-- Short exercise --
Reproduce every line of the material below verbatim, omitting the pictures.

:: Record list ::

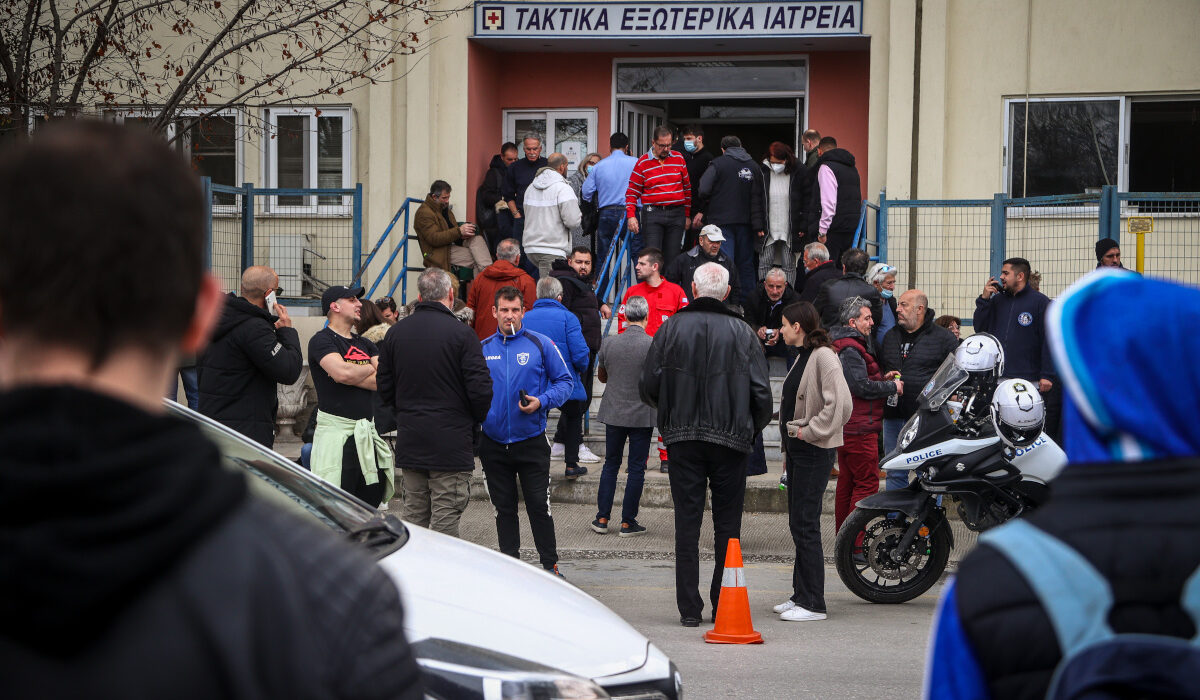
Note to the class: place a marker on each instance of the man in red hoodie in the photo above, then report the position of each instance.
(665, 299)
(503, 273)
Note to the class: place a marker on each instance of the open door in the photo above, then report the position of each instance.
(639, 123)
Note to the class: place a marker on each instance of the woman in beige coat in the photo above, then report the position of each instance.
(815, 406)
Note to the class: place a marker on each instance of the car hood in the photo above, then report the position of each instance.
(463, 592)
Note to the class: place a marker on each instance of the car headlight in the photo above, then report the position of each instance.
(454, 670)
(447, 680)
(909, 432)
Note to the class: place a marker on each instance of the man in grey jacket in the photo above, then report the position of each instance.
(551, 211)
(625, 417)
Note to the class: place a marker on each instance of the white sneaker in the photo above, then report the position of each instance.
(784, 606)
(801, 615)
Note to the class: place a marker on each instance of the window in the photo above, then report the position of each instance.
(309, 148)
(1068, 147)
(210, 143)
(1079, 144)
(569, 132)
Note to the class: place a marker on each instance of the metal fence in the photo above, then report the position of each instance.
(312, 238)
(949, 247)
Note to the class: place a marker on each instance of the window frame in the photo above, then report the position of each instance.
(270, 156)
(1007, 157)
(120, 115)
(510, 117)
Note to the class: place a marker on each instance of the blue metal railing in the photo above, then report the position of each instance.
(401, 251)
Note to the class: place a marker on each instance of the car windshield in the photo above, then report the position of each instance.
(283, 483)
(947, 378)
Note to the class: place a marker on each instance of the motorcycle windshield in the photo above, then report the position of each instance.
(946, 381)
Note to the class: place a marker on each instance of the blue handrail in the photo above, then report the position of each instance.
(400, 250)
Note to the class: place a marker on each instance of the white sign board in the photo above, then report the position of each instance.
(667, 19)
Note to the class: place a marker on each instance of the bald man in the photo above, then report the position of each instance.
(253, 350)
(551, 211)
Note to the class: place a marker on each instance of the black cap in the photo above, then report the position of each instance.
(337, 293)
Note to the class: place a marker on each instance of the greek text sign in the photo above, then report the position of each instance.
(667, 19)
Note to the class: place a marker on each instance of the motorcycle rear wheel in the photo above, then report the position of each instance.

:::

-- Result --
Note to the class: place a marker on each instance of the man in red hoodie in the photo above, then report the position of each instance.
(665, 299)
(503, 273)
Note to the class: place a marker on each instance of the open door in the photo above, then report the position of each instance.
(639, 123)
Note to the class: place a marker on each instance of the woman in beige coat in the photo above, then report the position of each instance.
(815, 406)
Note to the class: place a marker on each instance of the car hood in the photo above, then report the position of each instance.
(463, 592)
Note to the class: place a marker on each instance of the car headlight in the photo above, then report the position of each instance.
(454, 670)
(447, 680)
(909, 432)
Note to the class: place a marker on each instance of the man in grey jacket in the photo above, then report the position of each instance.
(551, 211)
(625, 417)
Note to the class: place a marker on each instance of the white sneaker in the photo above, then report the position of each instance.
(784, 606)
(801, 615)
Note to the class: place a marker on each instance of the window in the photo above, then report the position of each instance.
(309, 148)
(1068, 147)
(210, 143)
(1079, 144)
(569, 132)
Note to the class: place a marker on each instance of the metal fence in the photo above, then report the position of each instance.
(312, 238)
(949, 247)
Note to the class: place a marker on each instance of the window frame in the photo above, then report the position of each instance.
(270, 156)
(1007, 157)
(120, 115)
(510, 117)
Note to the class: place a marker on each instance of the blue metal railing in the photo above, then report the position of each instance.
(401, 251)
Note to the class: place a marker on each instance of the car windshield in the photo above, then report the position of each instance.
(283, 483)
(947, 378)
Note to the class: place a marker on each instance of the motorcycle windshield in the photo above, then report the position of each instance.
(946, 381)
Note to the class: place a marker on each instance of the blue handrail in the photo above, then report the position of each instance.
(400, 250)
Note to the class: place a marker on each instance of the white sign board in the photo above, then report the position of each instance.
(667, 19)
Note to the class: place a marker on each instance of the bald man in the photo above, then report the position of each instance.
(253, 350)
(551, 211)
Note to the class: place a marker on each instance of the black cap in the photo above, then report the position of each instance.
(337, 293)
Note to the class: place a marker on each instance of the greek text sign in the photo above, then report the position of each instance.
(667, 19)
Note to the class: place a marker on each instance of the motorcycle rear wheel in the photo above, then report the position of each instance.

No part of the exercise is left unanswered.